** start EXTRACTED INFORMATION **

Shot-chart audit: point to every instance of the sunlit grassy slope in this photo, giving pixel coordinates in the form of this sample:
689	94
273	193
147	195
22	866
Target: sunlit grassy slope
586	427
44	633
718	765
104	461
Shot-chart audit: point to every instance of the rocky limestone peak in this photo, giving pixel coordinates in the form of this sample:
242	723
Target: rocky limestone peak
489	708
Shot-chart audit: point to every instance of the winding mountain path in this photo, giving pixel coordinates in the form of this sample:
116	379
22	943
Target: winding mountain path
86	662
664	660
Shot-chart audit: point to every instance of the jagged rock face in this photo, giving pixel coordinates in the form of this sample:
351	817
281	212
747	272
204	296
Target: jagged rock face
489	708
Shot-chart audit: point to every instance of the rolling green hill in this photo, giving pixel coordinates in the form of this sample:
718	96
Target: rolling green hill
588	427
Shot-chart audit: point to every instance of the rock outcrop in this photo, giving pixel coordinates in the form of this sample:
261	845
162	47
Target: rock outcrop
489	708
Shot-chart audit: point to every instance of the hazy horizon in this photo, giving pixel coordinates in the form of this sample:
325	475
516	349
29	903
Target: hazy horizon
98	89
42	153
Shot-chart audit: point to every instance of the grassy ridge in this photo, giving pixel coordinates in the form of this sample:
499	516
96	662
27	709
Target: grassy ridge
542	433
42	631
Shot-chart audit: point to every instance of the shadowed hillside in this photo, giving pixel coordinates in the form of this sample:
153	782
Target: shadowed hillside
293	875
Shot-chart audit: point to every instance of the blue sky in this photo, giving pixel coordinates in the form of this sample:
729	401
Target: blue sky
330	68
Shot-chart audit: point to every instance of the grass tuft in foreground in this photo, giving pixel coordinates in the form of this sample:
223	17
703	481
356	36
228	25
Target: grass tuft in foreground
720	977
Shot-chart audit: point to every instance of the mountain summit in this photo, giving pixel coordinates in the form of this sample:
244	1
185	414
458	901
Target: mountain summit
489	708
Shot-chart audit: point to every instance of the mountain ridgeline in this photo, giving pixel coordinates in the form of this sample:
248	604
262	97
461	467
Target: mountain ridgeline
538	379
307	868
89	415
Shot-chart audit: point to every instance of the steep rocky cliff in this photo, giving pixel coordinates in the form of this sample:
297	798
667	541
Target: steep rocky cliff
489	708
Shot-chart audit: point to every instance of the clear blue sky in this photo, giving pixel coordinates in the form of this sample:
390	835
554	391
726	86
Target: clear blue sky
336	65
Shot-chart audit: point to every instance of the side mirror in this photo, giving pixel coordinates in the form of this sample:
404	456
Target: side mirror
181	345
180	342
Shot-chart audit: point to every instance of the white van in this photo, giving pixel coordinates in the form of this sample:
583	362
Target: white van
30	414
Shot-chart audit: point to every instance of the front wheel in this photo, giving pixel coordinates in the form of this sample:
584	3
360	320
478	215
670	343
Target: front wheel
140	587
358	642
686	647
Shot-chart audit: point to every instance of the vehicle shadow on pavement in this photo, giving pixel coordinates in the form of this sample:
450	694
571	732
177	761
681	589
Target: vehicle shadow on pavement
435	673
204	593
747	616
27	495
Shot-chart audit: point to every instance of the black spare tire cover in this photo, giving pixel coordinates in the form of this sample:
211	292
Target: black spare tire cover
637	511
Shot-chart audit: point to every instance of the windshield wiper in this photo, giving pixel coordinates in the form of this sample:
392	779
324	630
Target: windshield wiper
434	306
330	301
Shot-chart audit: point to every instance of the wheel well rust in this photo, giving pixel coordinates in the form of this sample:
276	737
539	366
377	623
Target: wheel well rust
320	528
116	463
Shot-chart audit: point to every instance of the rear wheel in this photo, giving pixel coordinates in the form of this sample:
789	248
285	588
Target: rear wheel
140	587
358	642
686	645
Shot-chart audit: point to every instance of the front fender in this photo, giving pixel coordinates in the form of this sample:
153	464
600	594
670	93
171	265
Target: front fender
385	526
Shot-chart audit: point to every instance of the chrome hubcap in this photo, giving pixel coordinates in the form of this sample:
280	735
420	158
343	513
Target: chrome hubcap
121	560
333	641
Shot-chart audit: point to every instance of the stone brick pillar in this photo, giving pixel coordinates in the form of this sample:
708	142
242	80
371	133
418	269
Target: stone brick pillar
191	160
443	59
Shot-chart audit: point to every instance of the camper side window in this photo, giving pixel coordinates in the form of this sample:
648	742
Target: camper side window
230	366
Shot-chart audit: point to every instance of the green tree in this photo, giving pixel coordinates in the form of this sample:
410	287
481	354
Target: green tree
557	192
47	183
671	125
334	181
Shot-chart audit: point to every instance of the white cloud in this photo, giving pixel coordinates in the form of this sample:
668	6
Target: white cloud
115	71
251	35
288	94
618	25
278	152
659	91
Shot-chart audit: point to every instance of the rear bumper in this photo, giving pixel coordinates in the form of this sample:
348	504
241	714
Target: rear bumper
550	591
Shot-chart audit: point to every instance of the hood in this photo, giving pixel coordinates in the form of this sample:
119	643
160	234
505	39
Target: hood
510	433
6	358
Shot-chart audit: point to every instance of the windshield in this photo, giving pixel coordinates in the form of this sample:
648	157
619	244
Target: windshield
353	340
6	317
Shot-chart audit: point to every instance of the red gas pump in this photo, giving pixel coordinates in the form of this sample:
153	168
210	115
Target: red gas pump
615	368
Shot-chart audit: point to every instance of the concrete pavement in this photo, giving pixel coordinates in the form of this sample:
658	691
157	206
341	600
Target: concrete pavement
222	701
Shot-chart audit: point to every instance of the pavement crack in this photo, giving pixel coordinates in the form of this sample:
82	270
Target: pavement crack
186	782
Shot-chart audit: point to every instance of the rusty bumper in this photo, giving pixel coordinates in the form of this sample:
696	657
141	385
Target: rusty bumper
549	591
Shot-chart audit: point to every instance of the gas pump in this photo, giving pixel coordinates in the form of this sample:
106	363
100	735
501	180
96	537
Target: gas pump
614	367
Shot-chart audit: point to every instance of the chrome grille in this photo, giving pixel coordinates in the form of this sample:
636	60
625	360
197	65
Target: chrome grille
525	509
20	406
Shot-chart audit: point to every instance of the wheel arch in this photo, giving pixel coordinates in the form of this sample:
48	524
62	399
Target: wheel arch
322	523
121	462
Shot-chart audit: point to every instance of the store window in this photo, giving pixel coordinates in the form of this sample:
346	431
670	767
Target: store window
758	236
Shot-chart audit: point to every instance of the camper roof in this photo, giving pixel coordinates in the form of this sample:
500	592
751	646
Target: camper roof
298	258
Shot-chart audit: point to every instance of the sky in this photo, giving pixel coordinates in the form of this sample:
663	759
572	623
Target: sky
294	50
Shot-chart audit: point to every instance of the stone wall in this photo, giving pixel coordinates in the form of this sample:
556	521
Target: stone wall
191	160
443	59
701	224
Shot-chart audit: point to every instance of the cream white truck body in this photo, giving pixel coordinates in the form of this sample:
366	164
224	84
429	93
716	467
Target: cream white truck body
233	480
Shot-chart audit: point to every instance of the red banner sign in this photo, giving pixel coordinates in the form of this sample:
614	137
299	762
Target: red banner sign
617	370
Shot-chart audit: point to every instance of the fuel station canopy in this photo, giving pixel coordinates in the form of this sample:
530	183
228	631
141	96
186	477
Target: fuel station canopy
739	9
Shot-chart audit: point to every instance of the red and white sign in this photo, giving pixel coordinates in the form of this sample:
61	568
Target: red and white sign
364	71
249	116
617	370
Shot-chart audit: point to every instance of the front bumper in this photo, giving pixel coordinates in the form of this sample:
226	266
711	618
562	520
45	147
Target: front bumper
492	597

** end EXTRACTED INFORMATION **

**INSTRUCTIONS TO FOLLOW:**
Replace "Shot-chart audit" with "Location check" throughout all the items above, and leave every other line as it is.

**THE RESPONSE:**
Location check: point to every instance of the sunlit grassy slope in this photo, giving pixel coordinates in the form of this sample:
689	94
273	193
147	195
22	866
Target: sunlit grassy slope
586	427
44	633
718	765
104	461
Location check: point to every instance of the rocky limestone peak in this photo, giving pixel coordinates in the form of this sample:
242	723
Target: rocky limestone peak
489	708
Location check: point to every instance of the winding mountain path in this photo, giving pixel coordinates in the form of this sample:
116	379
22	943
Target: winding mountain path
86	662
664	660
Location check: point to every instance of the jagged rock face in this photo, giving pixel coordinates in the form of this sample:
351	817
281	212
747	272
204	296
Target: jagged rock face
489	708
Location check: point to every instance of the rolling green hill in this photo, giving pixel coordinates in the form of this sample:
718	96
Target: rolling green hill
588	427
Location check: point to every instance of the rock outcrop in this photo, giving pixel coordinates in the form of this sample:
261	845
162	47
Target: rock outcrop
489	708
Location check: point to every instance of the hazy horizon in this photo, giving pixel coordinates in the form of this sample:
325	475
516	349
29	903
Target: hazy horizon
98	89
42	153
Location check: point to every instance of the grassy ridge in this photo, giving pixel coordinates in the form of this sample:
499	516
96	662
27	709
Target: grassy ridge
542	433
42	631
Location check: point to every instance of the shadowed hillside in this photo, giving pixel coordinates in the form of this sample:
153	782
Target: shadowed hillside
293	875
Location check: point to every instance of the blue sky in this photo, giving pixel coordinates in the form of this sample:
729	401
Target: blue sky
330	68
Location check: point to every instance of the grass tuft in foreground in this photo, giving pixel coordinates in the form of this sample:
223	17
703	481
356	36
228	25
Target: grass tuft in foreground
720	977
Location check: point to every instance of the mountain summit in this photo, giving pixel coordinates in the form of this sample:
244	1
185	414
458	901
Target: mountain summit
489	708
Location check: point to every instance of the mountain ridgeline in this photo, giving pixel coordinates in the form of this sample:
248	604
262	97
461	467
Target: mountain ridgeline
538	379
307	868
89	415
Location check: point to every instance of the steep rocky cliff in this photo, giving pixel coordinates in the form of this sample:
297	798
667	541
Target: steep rocky cliff
489	708
Location check: point to every instance of the clear blue sky in this photo, giving pixel coordinates in the form of this sample:
390	835
554	391
726	86
Target: clear blue sky
336	65
Location check: point to every instance of the side mirror in this photo, giving pixel coordinates in the form of this sample:
404	456
Target: side mirror
181	345
180	342
Location check: point to every instance of the white van in this photo, giving pixel coordinates in the form of this sample:
583	362
Target: white van
30	414
Location check: point to every instance of the front wheel in this photo, giving pixel coordinates in the form of this sample:
584	3
360	320
478	215
670	343
Target: front wheel
140	587
358	642
686	647
Location check: point to every instance of the vehicle shadow on pavement in this photo, giving pixel coordinates in the form of this sample:
450	694
571	732
177	761
681	589
Target: vehicle shadow on pavement
435	673
204	593
747	616
27	495
Location check: point to every instance of the black spare tire cover in this photo, giving pixel coordinates in the form of this sample:
211	292
Target: black spare tire cover
637	511
Location check: point to every instance of the windshield wiper in this photo, giving pixel coordinates in the form of this sample:
392	779
324	630
Target: windshield wiper
434	306
330	301
Location check: point to every instance of the wheel well rust in this photo, giving pixel coordinates in the form of this sample:
276	737
539	366
377	623
Target: wheel well rust
320	528
116	463
Location check: point to every instance of the rear wheel in this photo, giving pixel coordinates in the form of this sample:
789	248
285	588
Target: rear wheel
140	587
358	642
686	645
Location check: point to every instance of the front fender in this photo, giving pixel coordinates in the form of this sample:
153	464
600	594
670	93
171	265
Target: front fender
385	526
Location check: point to every instance of the chrome hubcap in this photo, giving pixel coordinates in the form of this sample:
280	735
420	158
343	513
Target: chrome hubcap
121	560
333	641
Location check: point to every instance of the stone brick pillar in this photo, giving pixel coordinates in the form of this sample:
708	142
242	80
371	133
418	269
Target: stone brick pillar
191	160
443	59
Location check: point to every instance of the camper side window in this photo, giving pixel coordinates in the form of this sample:
648	742
Target: camper side window
230	366
Location check: point to every instance of the green tree in this photo, giving pixel coordinates in the form of this sample:
410	287
481	354
Target: green tree
557	192
47	183
671	125
334	181
Location check: point to every instance of the white cloud in this photo, giving pixel coordinates in the form of this sample:
668	6
Target: white cloud
115	71
251	35
288	94
618	25
278	152
659	91
Location check: point to every instance of the rear bumper in this photo, giving pixel coordinates in the form of this sample:
348	504
241	714
Target: rear bumper
550	591
Location check: point to every instance of the hood in this photo, giving pixel coordinates in the form of this sample:
119	643
160	234
505	39
Target: hood
510	433
6	358
Location check: point to every instance of the windshield in this photo, giving pixel coordinates in the form of this sample:
648	157
619	244
Target: windshield
353	340
6	317
Location check: point to every instance of the red gas pump in this photo, giving pixel coordinates in the form of this sample:
153	168
210	115
Target: red gas pump
615	368
Location check: point to every instance of the concrete pavement in this photo, giving pixel coordinates in the form of this sample:
658	691
157	206
341	600
Target: concrete pavement
222	701
Location check: point to every instance of the pavement crack in this photo, giving pixel coordinates in the form of this sample:
82	270
Target: pavement crack
186	782
Location check: point to every instance of the rusty bumper in this photo, giving pixel coordinates in the form of this sample:
696	657
141	385
Target: rusty bumper
549	591
Location check: point to every instance of the gas pump in this photo, giving pixel coordinates in the form of this sample:
106	363
100	735
501	180
96	537
Target: gas pump
614	367
Location check: point to every instance of the chrome grille in this photo, giving pixel coordinates in the form of this sample:
636	60
625	360
197	65
Target: chrome grille
525	509
20	406
Location check: point to every instance of the wheel arch in this photo, giving pixel coordinates in the form of this sample:
48	524
62	399
Target: wheel arch
322	523
121	462
Location check: point to every instance of the store window in this photo, giving pixel coordinates in the form of this sample:
346	431
670	767
Target: store window
758	236
Location check: point to every instance of the camper roof in this photo, giving pixel coordinates in the form of this sample:
500	592
751	646
Target: camper roof
298	258
Location check: point to every instance of the sky in this photo, giving pixel coordinates in the form of this sample:
663	759
572	623
Target: sky
294	50
Location check: point to every instance of the stone wall in this photo, giving pixel coordinates in the form of this sample:
556	521
Target: stone wall
191	160
443	59
701	224
Location check: point to every instance of the cream white truck body in this photo, giving pixel coordinates in the form of this sample:
366	164
224	84
429	93
716	467
Target: cream white truck body
233	480
Location check: point to every instance of the red banner sign in this photo, giving pixel coordinates in the form of this sample:
614	137
299	762
Target: red banner sign
617	370
Location check: point to every instance of the fuel station canopy in this photo, giving pixel coordinates in the form of this sample:
530	183
228	631
141	96
186	477
Target: fuel station canopy
739	9
Location check: point to every instance of the red and white sign in this photo, giving pixel coordinates in the form of this sample:
61	568
Target: red and white sign
364	71
249	116
617	370
Location check: point to every instance of the front bumper in this photo, giving pixel coordinates in the form of this sample:
226	266
711	618
562	520
45	147
Target: front bumper
492	597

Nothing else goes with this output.